→ 作業内容:
資料の冒頭から始めて「[51,213,114,262]」を含む行で終わる範囲(両端の行を含む)を書き直し、その中の英文はそのまま残したうえで、解答として示されたバウンディングボックス座標の数値だけをすべて2.6倍し、四捨五入(0.5は切り上げ)で整数にしてください。画像は出力に含めないでください。

コレクションから抽出したデータ:
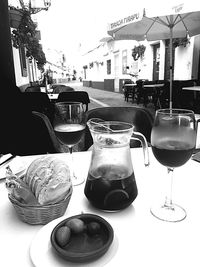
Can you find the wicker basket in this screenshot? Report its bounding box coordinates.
[8,187,72,224]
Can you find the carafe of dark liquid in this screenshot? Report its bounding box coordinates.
[84,119,149,211]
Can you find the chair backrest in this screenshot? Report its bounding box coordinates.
[51,84,75,94]
[22,92,53,120]
[57,91,90,111]
[30,111,69,153]
[85,107,154,150]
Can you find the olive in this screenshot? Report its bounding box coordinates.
[87,222,101,235]
[66,218,85,234]
[56,226,71,247]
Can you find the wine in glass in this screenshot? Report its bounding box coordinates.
[151,109,196,222]
[53,102,85,185]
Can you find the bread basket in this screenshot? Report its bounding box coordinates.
[8,187,72,224]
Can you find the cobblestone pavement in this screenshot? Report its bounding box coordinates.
[68,82,155,114]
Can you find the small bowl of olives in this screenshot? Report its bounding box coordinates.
[51,213,114,262]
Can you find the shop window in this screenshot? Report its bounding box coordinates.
[107,59,111,74]
[19,46,27,77]
[122,50,128,74]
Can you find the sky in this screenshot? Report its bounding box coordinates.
[9,0,199,65]
[34,0,144,61]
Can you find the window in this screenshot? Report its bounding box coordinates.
[107,59,111,74]
[19,46,27,77]
[122,50,127,74]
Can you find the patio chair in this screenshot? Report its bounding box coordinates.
[51,84,75,94]
[25,85,41,93]
[22,92,54,121]
[122,80,135,103]
[56,91,90,111]
[85,107,154,150]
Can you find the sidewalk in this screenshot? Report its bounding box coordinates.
[68,82,155,114]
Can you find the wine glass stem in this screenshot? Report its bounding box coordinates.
[69,146,76,179]
[164,167,174,209]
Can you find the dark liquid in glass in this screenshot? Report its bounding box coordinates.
[152,141,194,168]
[54,124,85,146]
[84,165,138,211]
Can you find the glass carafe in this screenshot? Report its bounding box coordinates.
[84,119,149,211]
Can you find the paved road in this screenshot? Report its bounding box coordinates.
[65,82,154,115]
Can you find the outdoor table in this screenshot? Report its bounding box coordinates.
[48,93,59,102]
[124,83,137,103]
[182,85,200,99]
[0,148,200,267]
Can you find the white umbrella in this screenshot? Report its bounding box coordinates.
[108,1,200,108]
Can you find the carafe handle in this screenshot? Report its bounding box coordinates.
[131,132,150,167]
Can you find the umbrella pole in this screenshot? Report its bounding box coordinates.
[169,27,173,109]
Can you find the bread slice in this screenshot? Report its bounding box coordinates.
[25,155,72,205]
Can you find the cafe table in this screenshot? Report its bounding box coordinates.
[143,83,164,108]
[0,148,200,267]
[48,93,59,102]
[182,85,200,99]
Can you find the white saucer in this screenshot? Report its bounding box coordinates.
[0,156,25,180]
[29,216,118,267]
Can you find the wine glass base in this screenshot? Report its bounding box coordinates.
[150,204,187,222]
[71,175,85,186]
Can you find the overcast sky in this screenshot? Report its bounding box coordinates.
[34,0,144,56]
[9,0,200,64]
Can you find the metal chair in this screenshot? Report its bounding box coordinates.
[51,84,75,94]
[25,85,41,93]
[57,91,90,111]
[85,107,154,150]
[22,92,54,121]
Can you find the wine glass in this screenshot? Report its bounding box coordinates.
[53,102,86,185]
[151,109,196,222]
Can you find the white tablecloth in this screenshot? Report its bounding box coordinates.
[0,148,200,267]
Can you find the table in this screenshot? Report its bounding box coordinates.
[124,83,137,103]
[0,148,200,267]
[48,93,59,102]
[182,85,200,99]
[182,85,200,92]
[143,83,164,108]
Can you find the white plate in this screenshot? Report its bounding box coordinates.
[0,156,25,179]
[30,217,118,267]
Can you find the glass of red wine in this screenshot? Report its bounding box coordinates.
[53,102,86,185]
[151,109,196,222]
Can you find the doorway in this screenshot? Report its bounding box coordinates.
[114,53,119,92]
[153,43,160,80]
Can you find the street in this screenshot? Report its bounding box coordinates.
[66,82,154,113]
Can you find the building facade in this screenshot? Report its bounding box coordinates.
[83,35,200,92]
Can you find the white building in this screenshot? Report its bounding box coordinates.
[83,35,200,92]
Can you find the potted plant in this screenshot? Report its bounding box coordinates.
[173,36,190,48]
[11,9,46,71]
[9,6,23,29]
[132,44,146,61]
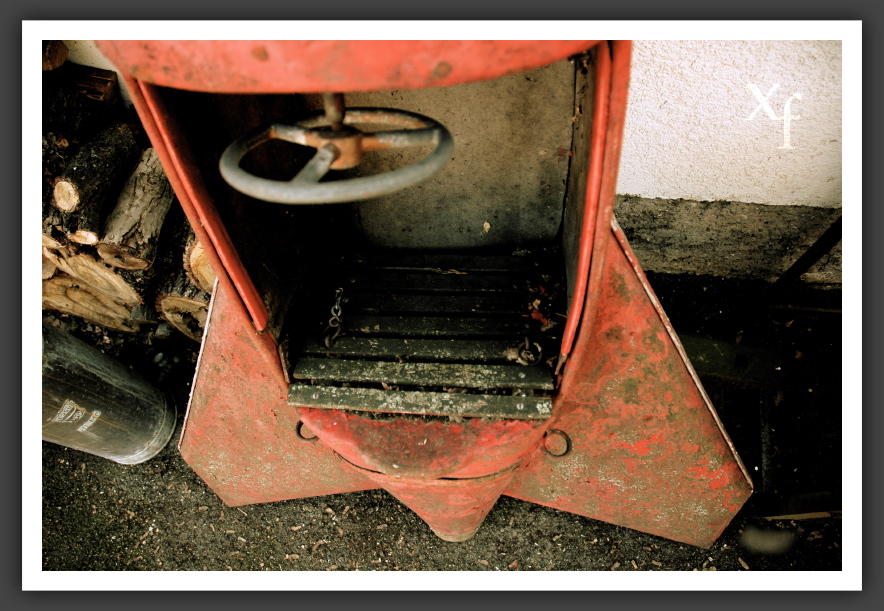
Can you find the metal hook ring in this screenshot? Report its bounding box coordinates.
[295,420,319,443]
[540,429,572,458]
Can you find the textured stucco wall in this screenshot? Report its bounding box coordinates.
[617,40,841,207]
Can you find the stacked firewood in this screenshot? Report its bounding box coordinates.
[42,41,214,341]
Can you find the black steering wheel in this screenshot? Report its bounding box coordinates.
[220,97,454,204]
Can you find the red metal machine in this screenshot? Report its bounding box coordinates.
[99,41,752,547]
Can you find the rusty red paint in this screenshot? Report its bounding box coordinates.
[364,468,515,541]
[178,284,377,506]
[559,44,616,365]
[125,77,275,338]
[97,40,597,93]
[504,224,752,547]
[300,408,546,479]
[100,41,751,546]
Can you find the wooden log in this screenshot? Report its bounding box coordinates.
[53,253,142,308]
[43,274,140,333]
[42,62,125,143]
[53,123,141,215]
[156,268,210,342]
[42,246,58,280]
[96,148,173,270]
[184,230,215,294]
[43,40,68,71]
[67,64,120,106]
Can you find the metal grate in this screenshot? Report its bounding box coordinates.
[289,253,558,419]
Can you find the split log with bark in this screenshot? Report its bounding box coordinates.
[53,123,141,235]
[96,148,173,270]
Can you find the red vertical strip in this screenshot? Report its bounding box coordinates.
[138,81,267,332]
[559,40,632,376]
[559,42,611,366]
[123,75,282,382]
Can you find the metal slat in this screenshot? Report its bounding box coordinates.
[344,314,531,338]
[343,292,528,316]
[292,359,555,390]
[288,384,552,420]
[344,269,527,293]
[302,335,519,364]
[357,252,537,273]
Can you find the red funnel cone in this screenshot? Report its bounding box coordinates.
[363,468,516,542]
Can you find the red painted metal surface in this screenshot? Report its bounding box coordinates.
[97,40,598,93]
[504,224,752,547]
[366,468,515,541]
[100,41,751,546]
[300,409,546,479]
[559,44,608,367]
[126,78,276,338]
[178,284,377,506]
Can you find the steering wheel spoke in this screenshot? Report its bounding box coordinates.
[362,127,440,151]
[291,144,338,184]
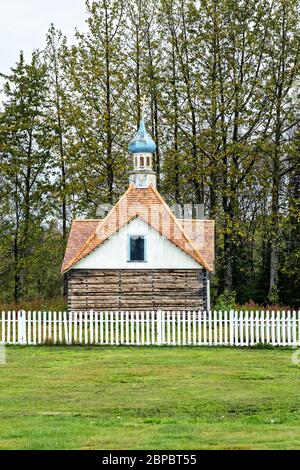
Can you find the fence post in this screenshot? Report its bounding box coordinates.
[18,310,27,344]
[156,310,162,345]
[229,310,234,346]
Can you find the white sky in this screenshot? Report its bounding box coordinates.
[0,0,86,73]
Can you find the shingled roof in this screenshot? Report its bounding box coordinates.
[62,185,214,272]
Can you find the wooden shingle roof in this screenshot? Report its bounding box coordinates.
[62,185,213,272]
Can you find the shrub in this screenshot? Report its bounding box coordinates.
[214,290,236,311]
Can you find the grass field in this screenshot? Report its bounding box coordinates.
[0,346,300,449]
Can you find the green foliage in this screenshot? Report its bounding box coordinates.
[213,290,236,311]
[0,0,300,307]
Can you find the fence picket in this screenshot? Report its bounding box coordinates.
[0,310,300,347]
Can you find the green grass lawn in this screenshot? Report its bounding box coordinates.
[0,346,300,449]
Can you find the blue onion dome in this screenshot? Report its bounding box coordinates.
[128,119,156,153]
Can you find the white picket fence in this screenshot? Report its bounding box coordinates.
[0,310,300,347]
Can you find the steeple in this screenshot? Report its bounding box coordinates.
[128,98,156,188]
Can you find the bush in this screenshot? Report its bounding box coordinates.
[214,290,236,311]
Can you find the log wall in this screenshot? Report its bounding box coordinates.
[68,269,206,311]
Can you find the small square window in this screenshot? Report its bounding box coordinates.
[128,235,146,261]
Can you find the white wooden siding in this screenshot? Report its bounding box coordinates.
[72,218,201,269]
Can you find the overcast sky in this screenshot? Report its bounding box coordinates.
[0,0,86,73]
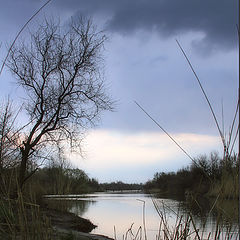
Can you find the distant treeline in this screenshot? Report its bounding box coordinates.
[100,181,144,191]
[144,153,238,199]
[26,166,143,196]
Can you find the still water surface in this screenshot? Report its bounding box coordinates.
[46,192,237,239]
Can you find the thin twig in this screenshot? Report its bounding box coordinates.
[0,0,52,75]
[134,101,201,165]
[176,39,226,149]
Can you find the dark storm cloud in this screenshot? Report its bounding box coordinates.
[54,0,238,49]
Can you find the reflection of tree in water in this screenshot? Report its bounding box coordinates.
[68,200,96,216]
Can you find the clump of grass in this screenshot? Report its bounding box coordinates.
[0,193,52,240]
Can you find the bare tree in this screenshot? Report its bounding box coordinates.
[0,98,19,169]
[7,18,113,189]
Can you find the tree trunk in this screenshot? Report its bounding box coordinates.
[18,146,29,191]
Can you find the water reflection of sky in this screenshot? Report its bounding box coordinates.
[68,193,178,239]
[46,193,238,240]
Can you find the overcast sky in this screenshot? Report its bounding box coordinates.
[0,0,238,182]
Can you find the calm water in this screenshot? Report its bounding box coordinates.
[46,193,237,240]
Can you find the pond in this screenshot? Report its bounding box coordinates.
[45,192,237,240]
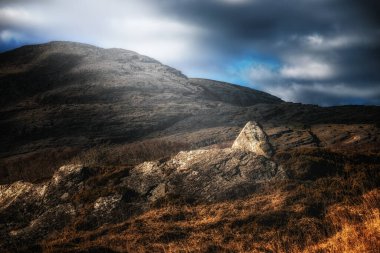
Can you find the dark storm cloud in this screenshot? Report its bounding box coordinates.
[0,0,380,105]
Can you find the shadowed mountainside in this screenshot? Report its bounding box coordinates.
[0,42,380,253]
[0,42,380,184]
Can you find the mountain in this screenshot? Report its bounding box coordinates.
[0,42,380,252]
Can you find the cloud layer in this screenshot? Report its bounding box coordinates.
[0,0,380,105]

→ 本課題の解答:
Can you find the wicker basket in this screenshot? Report its bounding box coordinates.
[21,486,187,582]
Can you find the carafe of dark liquid in this screenshot? Report its bounding box coordinates.
[218,309,387,549]
Can you find the chair backrest in this screenshot? Report its bounding box coordinates.
[133,218,195,244]
[57,239,138,312]
[148,237,234,289]
[78,289,179,398]
[221,278,400,390]
Can you find the olive in this screenshot? Report its bounding box coordinates.
[226,577,263,611]
[172,567,221,608]
[146,588,185,642]
Can you find the wine in glass in this screenshot? Report its bounding box coordinates.
[393,283,510,577]
[138,265,221,481]
Can you find the bread basket in this screenshot? Report its bounding box coordinates.
[21,486,187,582]
Can you find the cobblestone pavement in this screenshot? Report its bounding box coordinates.
[177,213,403,296]
Can you find the small bowl of olives in this screenshot? Report its bounding box coordinates.
[133,554,296,681]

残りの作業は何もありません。